- [ACTION ITEM]: Reproduce, character for character, the entries from their opening line through the line with "rough mask: <svg".

- [Collected data]:
****************
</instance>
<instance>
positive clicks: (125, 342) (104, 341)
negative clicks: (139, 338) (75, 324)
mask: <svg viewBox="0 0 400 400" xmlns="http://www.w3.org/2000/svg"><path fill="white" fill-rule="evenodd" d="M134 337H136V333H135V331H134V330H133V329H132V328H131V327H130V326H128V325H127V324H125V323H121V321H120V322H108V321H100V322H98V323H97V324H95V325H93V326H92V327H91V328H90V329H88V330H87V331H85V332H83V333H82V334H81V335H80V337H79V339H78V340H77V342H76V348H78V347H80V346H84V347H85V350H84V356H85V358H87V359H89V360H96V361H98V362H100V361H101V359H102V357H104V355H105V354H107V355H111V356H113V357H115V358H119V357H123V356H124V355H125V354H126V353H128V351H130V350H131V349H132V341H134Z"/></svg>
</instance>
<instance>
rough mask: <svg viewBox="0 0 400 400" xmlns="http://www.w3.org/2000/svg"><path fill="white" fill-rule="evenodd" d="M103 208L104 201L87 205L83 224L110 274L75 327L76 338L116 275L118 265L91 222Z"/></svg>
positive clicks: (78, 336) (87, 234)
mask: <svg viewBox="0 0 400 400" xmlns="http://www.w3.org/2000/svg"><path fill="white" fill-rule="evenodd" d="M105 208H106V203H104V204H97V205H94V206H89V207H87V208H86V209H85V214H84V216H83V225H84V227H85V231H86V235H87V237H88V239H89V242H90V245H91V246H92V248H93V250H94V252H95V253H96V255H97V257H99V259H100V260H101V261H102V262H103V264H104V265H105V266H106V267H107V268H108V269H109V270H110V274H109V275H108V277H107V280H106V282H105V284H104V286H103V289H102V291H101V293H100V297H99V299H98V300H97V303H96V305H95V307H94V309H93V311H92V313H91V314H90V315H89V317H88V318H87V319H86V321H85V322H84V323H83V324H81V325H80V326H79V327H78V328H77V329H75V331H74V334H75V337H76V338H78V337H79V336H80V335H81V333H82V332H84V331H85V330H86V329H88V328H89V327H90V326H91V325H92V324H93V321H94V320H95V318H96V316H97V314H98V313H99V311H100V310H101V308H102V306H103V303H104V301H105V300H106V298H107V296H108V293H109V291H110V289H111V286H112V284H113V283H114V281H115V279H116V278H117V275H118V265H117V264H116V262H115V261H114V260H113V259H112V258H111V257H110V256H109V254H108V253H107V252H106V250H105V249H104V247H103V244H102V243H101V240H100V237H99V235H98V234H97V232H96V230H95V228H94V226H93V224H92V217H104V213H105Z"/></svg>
****************
- [EXERCISE RESPONSE]:
</instance>
<instance>
positive clicks: (125, 342) (104, 341)
negative clicks: (139, 338) (75, 324)
mask: <svg viewBox="0 0 400 400" xmlns="http://www.w3.org/2000/svg"><path fill="white" fill-rule="evenodd" d="M134 337H136V333H135V331H134V330H133V329H132V328H131V327H130V326H128V325H127V324H125V323H121V321H120V322H108V321H100V322H98V323H97V324H95V325H93V326H92V327H91V328H90V329H88V330H87V331H85V332H83V333H82V334H81V335H80V337H79V339H78V340H77V342H76V348H78V347H80V346H84V347H85V350H84V356H85V358H87V359H89V360H96V361H98V362H100V361H101V359H102V357H104V355H105V354H107V355H111V356H113V357H115V358H119V357H123V356H124V355H125V354H126V353H128V351H130V350H131V349H132V341H134Z"/></svg>
</instance>
<instance>
rough mask: <svg viewBox="0 0 400 400" xmlns="http://www.w3.org/2000/svg"><path fill="white" fill-rule="evenodd" d="M103 208L104 201L87 205L83 224L110 274L75 327L76 338L116 275L118 265L91 222Z"/></svg>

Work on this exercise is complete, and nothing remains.